Stored entries
+--

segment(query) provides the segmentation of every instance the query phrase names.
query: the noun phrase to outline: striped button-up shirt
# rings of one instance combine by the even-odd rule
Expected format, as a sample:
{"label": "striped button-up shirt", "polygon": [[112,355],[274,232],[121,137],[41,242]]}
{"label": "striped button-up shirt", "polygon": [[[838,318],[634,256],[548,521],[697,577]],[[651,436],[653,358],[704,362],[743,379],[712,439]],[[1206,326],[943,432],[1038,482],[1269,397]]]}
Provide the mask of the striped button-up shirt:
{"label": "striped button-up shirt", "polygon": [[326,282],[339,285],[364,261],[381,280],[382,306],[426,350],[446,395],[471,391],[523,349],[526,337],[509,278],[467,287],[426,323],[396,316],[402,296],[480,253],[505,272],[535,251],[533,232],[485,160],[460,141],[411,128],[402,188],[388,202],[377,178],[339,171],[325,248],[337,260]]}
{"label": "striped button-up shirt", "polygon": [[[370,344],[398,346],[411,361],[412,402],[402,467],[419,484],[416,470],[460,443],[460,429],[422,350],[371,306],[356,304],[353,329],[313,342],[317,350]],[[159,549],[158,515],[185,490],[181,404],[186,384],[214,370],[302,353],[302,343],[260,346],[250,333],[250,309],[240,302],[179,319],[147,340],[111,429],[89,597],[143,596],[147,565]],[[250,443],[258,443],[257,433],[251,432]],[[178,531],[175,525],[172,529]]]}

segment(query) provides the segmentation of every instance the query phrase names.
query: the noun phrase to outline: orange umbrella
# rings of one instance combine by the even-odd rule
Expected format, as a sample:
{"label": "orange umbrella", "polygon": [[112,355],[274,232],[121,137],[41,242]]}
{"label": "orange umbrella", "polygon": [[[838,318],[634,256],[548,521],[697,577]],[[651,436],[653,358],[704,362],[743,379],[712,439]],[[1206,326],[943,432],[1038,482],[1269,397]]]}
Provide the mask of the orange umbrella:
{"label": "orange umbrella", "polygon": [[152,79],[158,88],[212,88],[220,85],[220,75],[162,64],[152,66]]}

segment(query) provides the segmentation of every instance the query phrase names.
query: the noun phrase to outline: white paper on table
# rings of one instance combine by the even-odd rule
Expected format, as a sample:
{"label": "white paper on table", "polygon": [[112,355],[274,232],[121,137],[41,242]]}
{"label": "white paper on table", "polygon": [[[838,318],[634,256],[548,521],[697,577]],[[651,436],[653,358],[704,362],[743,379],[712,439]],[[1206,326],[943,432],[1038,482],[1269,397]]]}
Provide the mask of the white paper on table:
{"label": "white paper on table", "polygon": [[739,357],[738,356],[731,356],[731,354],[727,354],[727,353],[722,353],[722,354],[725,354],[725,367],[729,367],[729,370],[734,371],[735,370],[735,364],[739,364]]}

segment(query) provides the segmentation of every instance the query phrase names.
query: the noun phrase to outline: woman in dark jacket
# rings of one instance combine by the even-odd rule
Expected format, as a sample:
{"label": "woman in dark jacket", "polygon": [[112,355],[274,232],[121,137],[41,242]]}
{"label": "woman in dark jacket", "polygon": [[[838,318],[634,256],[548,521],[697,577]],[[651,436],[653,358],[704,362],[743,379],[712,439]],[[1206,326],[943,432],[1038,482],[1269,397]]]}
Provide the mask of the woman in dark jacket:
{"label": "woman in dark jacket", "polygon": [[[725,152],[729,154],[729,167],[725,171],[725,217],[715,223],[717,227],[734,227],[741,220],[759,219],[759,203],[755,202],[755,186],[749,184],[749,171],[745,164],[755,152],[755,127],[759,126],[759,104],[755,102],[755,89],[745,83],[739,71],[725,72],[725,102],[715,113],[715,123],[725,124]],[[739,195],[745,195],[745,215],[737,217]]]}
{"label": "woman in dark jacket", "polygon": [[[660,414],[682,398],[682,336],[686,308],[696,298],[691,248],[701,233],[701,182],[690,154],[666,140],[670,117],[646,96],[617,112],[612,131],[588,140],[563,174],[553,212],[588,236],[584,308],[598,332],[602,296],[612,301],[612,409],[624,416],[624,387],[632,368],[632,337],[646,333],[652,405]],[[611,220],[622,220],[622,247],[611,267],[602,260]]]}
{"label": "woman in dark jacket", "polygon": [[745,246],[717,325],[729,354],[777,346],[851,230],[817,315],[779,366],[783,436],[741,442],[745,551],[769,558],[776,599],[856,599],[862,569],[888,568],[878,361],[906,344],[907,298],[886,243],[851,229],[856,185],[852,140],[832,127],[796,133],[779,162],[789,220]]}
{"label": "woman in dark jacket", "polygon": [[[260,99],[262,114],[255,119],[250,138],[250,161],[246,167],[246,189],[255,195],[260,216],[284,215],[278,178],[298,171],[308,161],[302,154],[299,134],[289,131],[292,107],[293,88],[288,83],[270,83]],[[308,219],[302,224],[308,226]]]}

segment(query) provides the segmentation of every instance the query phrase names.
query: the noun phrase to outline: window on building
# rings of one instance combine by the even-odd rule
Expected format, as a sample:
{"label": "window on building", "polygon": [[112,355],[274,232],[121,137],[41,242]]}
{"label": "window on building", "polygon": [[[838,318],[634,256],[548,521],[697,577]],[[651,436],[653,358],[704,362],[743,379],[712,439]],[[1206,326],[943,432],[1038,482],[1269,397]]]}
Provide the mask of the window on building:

+--

■ OBJECTIVE ■
Copy every line of the rows above word for word, keeping the original order.

■ THE SOLUTION ■
segment(query) provides the segmentation of every instance the query phrase names.
query: the noun phrase to outline: striped button-up shirt
# rings of one instance combine by the even-odd rule
Expected format, as a sample:
{"label": "striped button-up shirt", "polygon": [[112,355],[274,232],[121,137],[41,242]]}
{"label": "striped button-up shirt", "polygon": [[[838,318],[634,256],[548,521],[697,577]],[[651,436],[653,358],[704,362],[743,379],[712,439]],[[1206,326],[943,432],[1038,482],[1269,397]]]}
Provide the mask of the striped button-up shirt:
{"label": "striped button-up shirt", "polygon": [[326,282],[339,285],[364,261],[381,280],[382,306],[426,350],[446,395],[471,391],[523,349],[526,337],[509,278],[467,287],[426,323],[396,316],[402,296],[480,253],[505,272],[535,251],[533,232],[485,160],[460,141],[411,128],[402,188],[388,202],[377,178],[339,171],[325,248],[337,260]]}
{"label": "striped button-up shirt", "polygon": [[[370,344],[398,346],[411,361],[412,402],[402,467],[419,484],[416,470],[460,443],[460,429],[422,350],[371,306],[356,304],[353,329],[313,342],[317,350]],[[159,549],[158,515],[185,490],[181,404],[186,384],[214,370],[302,353],[302,343],[260,346],[250,333],[250,309],[240,302],[179,319],[147,340],[111,429],[89,597],[143,596],[147,565]],[[250,443],[258,443],[257,433],[251,432]],[[178,531],[175,525],[172,529]]]}

segment(query) provides the segmentation of every instance the query phrase names.
query: the noun phrase to outline: orange umbrella
# rings of one instance combine by the even-odd rule
Expected format, as a sample:
{"label": "orange umbrella", "polygon": [[112,355],[274,232],[121,137],[41,242]]}
{"label": "orange umbrella", "polygon": [[[838,318],[634,256],[548,521],[697,577]],[[651,436],[653,358],[704,362],[743,379],[712,439]],[[1206,326],[943,432],[1038,482],[1269,397]]]}
Provide the mask of the orange umbrella:
{"label": "orange umbrella", "polygon": [[152,79],[158,88],[212,88],[220,85],[220,75],[162,64],[152,66]]}

segment(query) provides the segmentation of every instance the query phrase names.
query: the noun phrase to outline: white paper on table
# rings of one instance combine by the even-odd rule
Expected format, as a sample:
{"label": "white paper on table", "polygon": [[112,355],[274,232],[121,137],[41,242]]}
{"label": "white paper on table", "polygon": [[[838,318],[634,256],[548,521],[697,577]],[[651,436],[653,358],[704,362],[743,379],[712,439]],[[1206,326],[943,432],[1038,482],[1269,397]]]}
Provide the mask of the white paper on table:
{"label": "white paper on table", "polygon": [[739,357],[738,356],[731,356],[731,354],[727,354],[727,353],[722,353],[722,354],[725,354],[725,367],[729,367],[729,370],[734,371],[735,370],[735,364],[739,364]]}

segment(query) provides the segmentation of every instance the query phrase names.
query: the noun phrase to outline: woman in dark jacket
# rings of one instance combine by the even-odd rule
Expected format, as a sample:
{"label": "woman in dark jacket", "polygon": [[112,355],[274,232],[121,137],[41,242]]}
{"label": "woman in dark jacket", "polygon": [[[838,318],[634,256],[548,521],[697,577]],[[651,436],[653,358],[704,362],[743,379],[712,439]],[[1206,326],[943,432],[1038,482],[1269,397]]]}
Provide the mask of the woman in dark jacket:
{"label": "woman in dark jacket", "polygon": [[[725,152],[729,154],[729,167],[725,171],[725,217],[715,223],[717,227],[734,227],[741,220],[759,219],[759,203],[755,202],[755,186],[749,184],[749,171],[745,164],[755,152],[755,127],[759,126],[759,104],[755,102],[755,89],[745,83],[739,71],[725,72],[725,102],[715,113],[715,123],[725,124]],[[739,195],[745,195],[745,215],[737,217]]]}
{"label": "woman in dark jacket", "polygon": [[[660,414],[682,398],[682,336],[686,308],[696,298],[691,248],[701,233],[701,182],[690,154],[666,140],[670,117],[646,96],[617,112],[612,131],[588,140],[563,174],[553,212],[588,236],[584,308],[598,332],[602,296],[612,301],[612,409],[624,416],[624,387],[632,368],[632,337],[646,333],[652,405]],[[611,220],[622,220],[622,247],[611,267],[602,260]]]}
{"label": "woman in dark jacket", "polygon": [[745,246],[717,325],[729,354],[777,346],[851,230],[817,315],[779,366],[783,436],[741,442],[745,551],[769,558],[776,599],[856,599],[862,569],[888,568],[878,361],[906,344],[907,298],[886,243],[851,229],[856,185],[852,140],[832,127],[796,133],[779,162],[789,220]]}
{"label": "woman in dark jacket", "polygon": [[[260,99],[262,114],[255,119],[250,138],[250,161],[246,167],[246,189],[255,195],[260,216],[284,215],[278,178],[298,171],[308,161],[302,154],[299,134],[289,131],[292,107],[293,88],[288,83],[270,83]],[[308,219],[302,224],[308,226]]]}

segment(query) provides the segmentation of every instance the query phrase names.
query: the noun phrase to outline: window on building
# rings of one instance combine by the even-odd rule
Expected format, as a sample:
{"label": "window on building", "polygon": [[112,355],[274,232],[121,137],[41,242]]}
{"label": "window on building", "polygon": [[[838,318],[634,256],[548,521],[697,577]],[[651,436],[653,358],[704,362],[743,379],[712,439]],[[1206,326],[943,432],[1038,482],[1269,397]]]}
Provide the mask of the window on building:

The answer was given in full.